__Your assignment__
Wherever "instance" appears in a line of the listing, report that line.

__Supplied records__
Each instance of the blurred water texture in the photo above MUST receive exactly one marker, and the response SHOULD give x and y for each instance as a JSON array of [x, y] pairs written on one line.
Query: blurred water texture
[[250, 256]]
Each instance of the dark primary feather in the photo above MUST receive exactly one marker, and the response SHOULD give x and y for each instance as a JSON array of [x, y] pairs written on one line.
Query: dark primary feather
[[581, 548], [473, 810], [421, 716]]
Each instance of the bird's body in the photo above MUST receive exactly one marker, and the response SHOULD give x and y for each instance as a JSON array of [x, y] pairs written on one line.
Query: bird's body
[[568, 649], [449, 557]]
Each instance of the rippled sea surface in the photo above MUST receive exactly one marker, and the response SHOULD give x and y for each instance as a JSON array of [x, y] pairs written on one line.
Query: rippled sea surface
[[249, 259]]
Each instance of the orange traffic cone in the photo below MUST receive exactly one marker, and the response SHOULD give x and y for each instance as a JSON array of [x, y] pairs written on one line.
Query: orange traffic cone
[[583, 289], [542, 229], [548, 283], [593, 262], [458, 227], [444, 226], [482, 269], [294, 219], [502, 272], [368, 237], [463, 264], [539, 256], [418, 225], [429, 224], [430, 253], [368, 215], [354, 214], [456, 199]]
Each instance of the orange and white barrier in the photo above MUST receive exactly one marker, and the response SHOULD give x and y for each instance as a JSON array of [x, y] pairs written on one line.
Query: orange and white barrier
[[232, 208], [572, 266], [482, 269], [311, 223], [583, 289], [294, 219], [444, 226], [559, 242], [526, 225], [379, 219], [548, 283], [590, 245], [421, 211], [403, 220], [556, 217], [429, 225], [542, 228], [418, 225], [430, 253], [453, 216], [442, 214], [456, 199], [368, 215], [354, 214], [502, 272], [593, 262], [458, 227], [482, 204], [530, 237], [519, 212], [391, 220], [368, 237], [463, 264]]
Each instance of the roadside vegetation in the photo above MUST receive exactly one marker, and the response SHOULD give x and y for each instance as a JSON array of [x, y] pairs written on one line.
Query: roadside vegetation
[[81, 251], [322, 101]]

__Response area__
Each instance of the blurred water texture in the photo above MUST receive exactly one marker, and the response SHOULD give x and y for each instance as a JSON array of [x, y] pairs written on one line.
Each instance of the dark primary feather in the photo above MUST receive exactly one marker, and the response SHOULD give x and y for each instance as a JSON array of [x, y] pairs written on one line.
Each instance of the bird's body in the photo above MUST receive exactly one marker, and the response SHOULD give x and y for each instance as a JSON array of [x, y] pairs written on one line.
Each instance of the rippled sea surface in the photo above MUST receive exactly one marker, and the response SHOULD give x and y for each instance as a JSON array of [x, y] pairs written on one line.
Each instance of the orange traffic cone in the photo below MUST receive exactly one marker, and the response SHOULD give x and y for each instance as a JSON array of [x, y] pairs written on one line.
Each instance of the orange and white barrier in the photo above MUST receive exactly one marker, and the response SHOULD give x and y for each instance as a JSON array of [x, y] pairs written on one line.
Each instance of the roadside vegetation in the photo above MUST receive exactly one marker, and the response SHOULD give x and y for each instance as a JSON array of [x, y] pairs written on one line.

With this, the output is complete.